— Extract provided —
For the first case, note that if the arrival number of the best candidate is \(j \lt k\), then strategy \(k\) will certainly fail. For the second cases, note that if the arrival order of the best candidate is \(j \ge k\), then strategy \(k\) will succeed if and only if one of the first \(k - 1\) candidates (the ones that are automatically rejected) is the best among the first \(j - 1\)

The two cases are illustrated below. The large dot indicates the best candidate. Red dots indicate candidates that are rejected out of hand, while blue dots indicate candidates that are considered.

The case when \( X_n = j \lt k \)
Image: Success1.png
The case when \( X_n = j \ge k \)
Image: Success2.png

Now we can compute the probability of success with strategy \(k\).

For \( n \in \N_+ \) \[ p_n(k) = \P(S_{n,k}) = \begin{cases} \frac{1}{n}, & k = 1 \\ \frac{k - 1}{n} \sum_{j=k}^n \frac{1}{j - 1}, & k \in \{2, 3, \ldots, n\} \end{cases} \]


When \( k = 1 \) we simply select the first candidate. This candidate will be the best one with probability \( 1 / n \). The result for \( k \in \{2, 3, \ldots, n\} \) follows from the previous two results, by conditioning on \(X_n\): \[ \P(S_{n,k}) = \sum_{j=1}^n \P(X_n = j) \P(S_{n,k} \mid X_n = j) = \sum_{j=k}^n \frac{1}{n} \frac{k - 1}{j - 1} \]

Values of the function \(p_n\) can be computed by hand for small \(n\) and by a computer algebra system for moderate \(n\). The graph of \(p_{100}\) is shown below. Note the concave downward shape of the graph and the optimal value of \(k\), which turns out to be 38. The optimal probability is about 0.37104.

— What is asked —
**A)** In the extract on choosing the best candidate, which value of k is optimal for p_100?
**B)** Please carry on the extract on choosing the best candidate from the point where it stops.
The records are not needed for this work.

— Extracted records —
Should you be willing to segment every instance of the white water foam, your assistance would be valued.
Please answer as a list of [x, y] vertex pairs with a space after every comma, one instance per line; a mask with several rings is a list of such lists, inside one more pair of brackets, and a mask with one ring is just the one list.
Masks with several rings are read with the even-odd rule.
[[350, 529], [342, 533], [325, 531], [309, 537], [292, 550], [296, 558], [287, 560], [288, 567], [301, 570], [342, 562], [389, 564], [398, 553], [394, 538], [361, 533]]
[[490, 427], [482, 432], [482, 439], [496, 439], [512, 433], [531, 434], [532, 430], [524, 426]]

— Per-task answers —
**A)** 38.

**B)**
The graph of \( p_{100} \)
Image: Strategyk.png

The optimal strategy \(k_n\) that maximizes \(k \mapsto p_n(k)\), the ratio \(k_n / n\), and the optimal probability \(p_n(k_n)\) of finding the best candidate, as functions of \(n \in \{3, 4, \dots, 20\}\) are given in the following table:

Candidates \(n\) Optimal strategy \(k_n\) Ratio \(k_n / n\) Optimal probability \(p_n(k_n)\)
3 2 0.6667 0.5000
4 2 0.5000 0.4583
5 3 0.6000 0.4333
6 3 0.5000 0.4278
7 3 0.4286 0.4143
8 4 0.5000 0.4098
9 4 0.4444 0.4060
10 4 0.4000 0.3987
11 5 0.4545 0.3984
12 5 0.4167 0.3955
13 6 0.4615 0.3923
14 6 0.4286 0.3917
15 6 0.4000 0.3894
16 7 0.4375 0.3881
17 7 0.4118 0.3873
18 7 0.3889 0.3854
19 8 0.4211 0.3850
20 8 0.4000 0.3842

Apparently, as we might expect, the optimal strategy \(k_n\) increases and the optimal probability \(p_n(k_n)\) decreases as \(n \to \infty\). On the other hand, it's encouraging, and a bit surprising, that the optimal probability does not appear to be decreasing to 0. It's perhaps least clear what's going on with the ratio. Graphical displays of some of the information in the table may help:

The optimal probability \( p_n(k_n) \)
The optimal ratio \( k_n / n \)

Could it be that the ratio \(k_n / n\) and the probability \(p_n(k_n)\) are both converging, and moreover, are converging to the same number? First let's try to establish rigorously some of the trends observed in the table.

The success probability \(p_n\) satisfies \[ p_n(k - 1) \lt p_n(k) \text{ if and only if } \sum_{j=k}^n \frac{1}{j-1} \gt 1 \]

It follows that for each \(n \in \N_+\), the function \(p_n\) at first increases and then decreases. The maximum value of \(p_n\) occurs at the largest \(k\) with \(\sum_{j=k}^n \frac{1}{j - 1} \gt 1\). This is the optimal strategy with \(n\) candidates, which we have denoted by \(k_n\).

As \(n\) increases, \(k_n\) increases and the optimal probability \(p_n(k_n)\) decreases.

Asymptotic Analysis

We are naturally interested in the asymptotic behavior of the function \(p_n\), and the optimal strategy as \(n \to \infty\). The key is recognizing \(p_n\) as a Riemann sum for a simple integral. (Riemann sums, of course, are named for Georg Riemann.)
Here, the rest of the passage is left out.